● Set tasks
1. List the topic headings that open the summary on settlement offers and costs, before its account of the trial judge's order.
2. Continue the summary on settlement offers and costs, starting after its last sentence.

● Supplied text
..............................

Costs - Offers to settle - Effect of failure to accept - Unaware that a formal offer to settle had been made by the defendants, the trial judge ordered party and party costs against the defendants - The defendants applied for reconsideration of the costs award to address their offer - The judgment roll had not yet been entered - The Alberta Court of Queen's Bench found that, calculated on the basis of the face value of the award plus interest to the date of the defendants' offer to settle, the plaintiff "did not beat the Offer" - Rule 174(1) of the Rules of Court (1968), provided that where the plaintiff did not recover a judgment more favourable than the offer of judgment made by the defendant, the court was to, unless for special reason, award costs to the defendant for all steps in relation to the claim after service of the offer - The offer provided that it automatically was withdrawn on the 45th day after service if not accepted - Withdrawal was one day too soon - The question arose as to whether the early withdrawal invalidated the offer or simply was ineffective in revoking the offer - The court found that the offer was a valid offer of settlement under the Rules, and it was neither accepted nor validly withdrawn - As a result, the defendants were entitled to receive the benefit of rule 174 unless there was some special reason not to award them costs for all steps after the offer was served - See paragraphs 31 to 55.

..............................

● Records
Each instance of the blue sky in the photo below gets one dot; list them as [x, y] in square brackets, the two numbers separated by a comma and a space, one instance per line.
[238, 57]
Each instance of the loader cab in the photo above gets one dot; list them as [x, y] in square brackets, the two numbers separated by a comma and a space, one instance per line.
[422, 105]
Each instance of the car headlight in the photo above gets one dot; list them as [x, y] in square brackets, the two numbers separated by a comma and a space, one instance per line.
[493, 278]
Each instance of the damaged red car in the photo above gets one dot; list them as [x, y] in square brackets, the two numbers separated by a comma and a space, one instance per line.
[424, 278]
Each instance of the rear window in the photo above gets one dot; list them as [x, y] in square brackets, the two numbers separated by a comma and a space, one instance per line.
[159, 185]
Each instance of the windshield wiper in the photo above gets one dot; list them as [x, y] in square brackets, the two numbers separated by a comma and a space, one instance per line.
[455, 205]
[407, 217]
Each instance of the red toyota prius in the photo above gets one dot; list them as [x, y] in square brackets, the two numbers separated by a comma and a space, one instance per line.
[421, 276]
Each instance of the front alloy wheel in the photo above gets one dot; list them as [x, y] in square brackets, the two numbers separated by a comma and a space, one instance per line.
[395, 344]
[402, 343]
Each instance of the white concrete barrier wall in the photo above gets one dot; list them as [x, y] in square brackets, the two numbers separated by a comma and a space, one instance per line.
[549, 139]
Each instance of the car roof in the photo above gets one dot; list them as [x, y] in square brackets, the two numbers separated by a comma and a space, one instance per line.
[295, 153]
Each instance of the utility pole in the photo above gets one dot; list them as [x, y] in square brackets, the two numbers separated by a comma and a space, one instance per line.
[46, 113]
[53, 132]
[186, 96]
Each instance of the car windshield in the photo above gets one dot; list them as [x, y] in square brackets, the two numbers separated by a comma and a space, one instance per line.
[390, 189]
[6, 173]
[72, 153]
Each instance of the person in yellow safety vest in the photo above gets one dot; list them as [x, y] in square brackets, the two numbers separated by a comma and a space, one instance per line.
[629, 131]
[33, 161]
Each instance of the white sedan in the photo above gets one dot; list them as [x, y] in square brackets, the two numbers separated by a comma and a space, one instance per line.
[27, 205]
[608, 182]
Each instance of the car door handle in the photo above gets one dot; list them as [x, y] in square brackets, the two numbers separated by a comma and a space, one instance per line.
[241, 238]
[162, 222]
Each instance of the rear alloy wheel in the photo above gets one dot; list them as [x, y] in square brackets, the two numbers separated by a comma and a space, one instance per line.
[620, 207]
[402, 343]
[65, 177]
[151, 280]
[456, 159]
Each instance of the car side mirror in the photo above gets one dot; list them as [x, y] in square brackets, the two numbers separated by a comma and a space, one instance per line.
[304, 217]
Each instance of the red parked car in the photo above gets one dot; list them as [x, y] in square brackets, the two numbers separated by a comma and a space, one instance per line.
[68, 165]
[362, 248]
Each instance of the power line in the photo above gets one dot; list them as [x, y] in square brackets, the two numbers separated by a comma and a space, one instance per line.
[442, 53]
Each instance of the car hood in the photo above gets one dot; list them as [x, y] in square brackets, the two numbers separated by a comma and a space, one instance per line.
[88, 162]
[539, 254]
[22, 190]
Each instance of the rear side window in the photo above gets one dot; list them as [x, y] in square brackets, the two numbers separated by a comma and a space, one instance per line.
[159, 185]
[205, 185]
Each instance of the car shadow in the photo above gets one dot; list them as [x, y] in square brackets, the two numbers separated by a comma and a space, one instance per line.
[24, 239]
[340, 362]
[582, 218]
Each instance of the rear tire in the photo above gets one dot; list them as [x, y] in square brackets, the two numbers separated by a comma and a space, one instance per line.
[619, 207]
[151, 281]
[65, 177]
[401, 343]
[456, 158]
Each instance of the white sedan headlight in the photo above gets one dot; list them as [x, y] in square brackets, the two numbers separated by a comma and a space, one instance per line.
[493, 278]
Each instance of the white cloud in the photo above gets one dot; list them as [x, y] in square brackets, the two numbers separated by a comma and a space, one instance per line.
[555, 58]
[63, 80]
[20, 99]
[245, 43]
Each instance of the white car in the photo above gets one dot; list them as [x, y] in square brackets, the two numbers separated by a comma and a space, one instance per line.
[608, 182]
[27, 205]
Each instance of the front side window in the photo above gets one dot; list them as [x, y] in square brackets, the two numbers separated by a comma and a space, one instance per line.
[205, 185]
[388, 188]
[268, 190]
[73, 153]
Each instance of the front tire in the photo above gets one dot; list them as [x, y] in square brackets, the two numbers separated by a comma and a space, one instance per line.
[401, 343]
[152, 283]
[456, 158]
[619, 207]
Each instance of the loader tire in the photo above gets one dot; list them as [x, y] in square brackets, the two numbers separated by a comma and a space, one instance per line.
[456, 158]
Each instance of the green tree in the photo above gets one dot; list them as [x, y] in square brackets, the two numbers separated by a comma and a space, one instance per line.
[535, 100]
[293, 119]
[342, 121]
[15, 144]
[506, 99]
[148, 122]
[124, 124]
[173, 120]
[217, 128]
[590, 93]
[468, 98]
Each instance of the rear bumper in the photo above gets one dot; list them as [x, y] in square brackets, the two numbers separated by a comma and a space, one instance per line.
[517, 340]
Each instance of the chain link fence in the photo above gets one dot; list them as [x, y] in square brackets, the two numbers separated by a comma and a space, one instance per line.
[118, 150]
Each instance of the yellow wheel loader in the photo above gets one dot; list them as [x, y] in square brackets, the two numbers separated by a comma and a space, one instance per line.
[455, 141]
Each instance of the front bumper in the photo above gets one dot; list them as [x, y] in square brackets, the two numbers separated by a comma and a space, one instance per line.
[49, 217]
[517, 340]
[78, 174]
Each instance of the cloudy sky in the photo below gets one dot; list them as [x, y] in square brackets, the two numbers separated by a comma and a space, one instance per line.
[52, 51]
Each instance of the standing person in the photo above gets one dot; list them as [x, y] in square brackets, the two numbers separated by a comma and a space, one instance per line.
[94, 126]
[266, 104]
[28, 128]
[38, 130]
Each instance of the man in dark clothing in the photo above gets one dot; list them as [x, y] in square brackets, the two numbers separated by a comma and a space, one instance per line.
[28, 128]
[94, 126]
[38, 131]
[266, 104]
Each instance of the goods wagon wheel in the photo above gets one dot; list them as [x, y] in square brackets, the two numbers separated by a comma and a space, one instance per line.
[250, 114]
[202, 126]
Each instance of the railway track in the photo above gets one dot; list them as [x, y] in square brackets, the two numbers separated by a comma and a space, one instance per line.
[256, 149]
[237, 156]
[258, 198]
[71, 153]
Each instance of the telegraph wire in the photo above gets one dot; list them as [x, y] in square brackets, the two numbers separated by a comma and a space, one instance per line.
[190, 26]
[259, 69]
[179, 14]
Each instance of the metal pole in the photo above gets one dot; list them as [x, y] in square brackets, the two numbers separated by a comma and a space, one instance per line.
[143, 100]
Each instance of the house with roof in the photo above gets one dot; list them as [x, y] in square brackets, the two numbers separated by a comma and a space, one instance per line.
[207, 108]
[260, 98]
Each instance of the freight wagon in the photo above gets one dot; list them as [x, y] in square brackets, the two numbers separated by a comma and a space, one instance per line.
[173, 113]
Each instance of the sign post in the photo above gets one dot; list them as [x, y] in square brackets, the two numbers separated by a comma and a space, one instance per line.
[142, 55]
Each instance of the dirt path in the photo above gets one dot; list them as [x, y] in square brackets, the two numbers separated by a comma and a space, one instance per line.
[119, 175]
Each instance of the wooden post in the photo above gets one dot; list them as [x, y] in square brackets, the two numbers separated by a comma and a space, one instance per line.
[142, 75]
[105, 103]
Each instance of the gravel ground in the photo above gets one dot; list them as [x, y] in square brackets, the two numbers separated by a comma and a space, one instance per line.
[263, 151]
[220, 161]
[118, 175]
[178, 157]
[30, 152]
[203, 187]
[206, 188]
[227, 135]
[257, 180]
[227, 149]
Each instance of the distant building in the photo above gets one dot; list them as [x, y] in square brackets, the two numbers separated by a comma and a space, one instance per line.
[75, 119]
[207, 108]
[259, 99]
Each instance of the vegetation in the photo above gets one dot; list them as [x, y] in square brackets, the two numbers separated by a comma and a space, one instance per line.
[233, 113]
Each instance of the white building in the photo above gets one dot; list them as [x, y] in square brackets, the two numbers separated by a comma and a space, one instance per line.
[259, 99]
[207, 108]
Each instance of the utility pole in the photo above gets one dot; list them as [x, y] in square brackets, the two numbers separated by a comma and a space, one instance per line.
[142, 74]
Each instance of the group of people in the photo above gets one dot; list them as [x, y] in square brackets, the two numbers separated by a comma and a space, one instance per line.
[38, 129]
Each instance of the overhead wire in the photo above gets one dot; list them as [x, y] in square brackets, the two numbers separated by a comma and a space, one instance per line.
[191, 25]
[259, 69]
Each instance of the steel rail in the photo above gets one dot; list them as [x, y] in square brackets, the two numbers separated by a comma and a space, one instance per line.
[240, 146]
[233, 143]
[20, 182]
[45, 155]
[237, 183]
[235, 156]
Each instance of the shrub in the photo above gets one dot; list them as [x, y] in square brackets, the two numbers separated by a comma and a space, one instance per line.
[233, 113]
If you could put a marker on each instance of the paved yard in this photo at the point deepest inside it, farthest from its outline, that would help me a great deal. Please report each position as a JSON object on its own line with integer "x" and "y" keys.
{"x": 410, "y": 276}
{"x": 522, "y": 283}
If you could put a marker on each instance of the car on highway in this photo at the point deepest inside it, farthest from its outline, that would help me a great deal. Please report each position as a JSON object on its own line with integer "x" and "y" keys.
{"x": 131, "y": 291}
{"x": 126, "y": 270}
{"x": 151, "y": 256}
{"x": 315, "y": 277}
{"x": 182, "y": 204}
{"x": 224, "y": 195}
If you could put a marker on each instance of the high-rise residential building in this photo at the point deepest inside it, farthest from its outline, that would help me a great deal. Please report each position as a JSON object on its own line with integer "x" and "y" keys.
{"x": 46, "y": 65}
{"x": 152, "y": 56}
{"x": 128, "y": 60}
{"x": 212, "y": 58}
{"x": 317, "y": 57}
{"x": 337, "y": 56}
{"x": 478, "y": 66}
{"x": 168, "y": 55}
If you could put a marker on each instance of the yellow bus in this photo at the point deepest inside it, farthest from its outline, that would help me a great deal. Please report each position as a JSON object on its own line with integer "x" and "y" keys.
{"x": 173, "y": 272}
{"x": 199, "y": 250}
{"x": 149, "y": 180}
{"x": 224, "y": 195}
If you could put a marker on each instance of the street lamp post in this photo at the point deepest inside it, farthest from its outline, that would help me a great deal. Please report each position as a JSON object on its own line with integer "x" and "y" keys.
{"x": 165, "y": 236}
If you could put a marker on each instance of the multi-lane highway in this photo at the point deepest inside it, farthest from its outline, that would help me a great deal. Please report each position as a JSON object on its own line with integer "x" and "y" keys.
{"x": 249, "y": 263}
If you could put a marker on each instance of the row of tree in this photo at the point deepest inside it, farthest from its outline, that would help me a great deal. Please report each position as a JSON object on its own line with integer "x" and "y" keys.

..............................

● Task responses
1. Costs; Offers to settle; Effect of failure to accept

2.
Practice - Topic 7243

Costs - Offers to settle - Effect of failure to accept - This was a case of employee theft - Unaware that a formal offer to settle had been made by the defendants, the trial judge ordered party and party costs against the defendants - The defendants applied for reconsideration of the costs award to address their offer - The judgment roll had not yet been entered - The plaintiff sought to have all of its experts' fees paid by the defendants, including after the date the offer was served, irrespective of the outcome of the suit or operation of the compromise Rules - The experts' fees were double the value of the judgment - The Alberta Court of Queen's Bench found that, while it was reasonable for the plaintiff to retain experts to assist in its calculation of damages, that was not a justifiable basis for deviating from the operation of the compromise Rules - As a result, the plaintiff was not entitled to the taxable disbursements for the fees of either of its experts relating to work undertaken after the date the offer was served - See paragraphs 78 to 87.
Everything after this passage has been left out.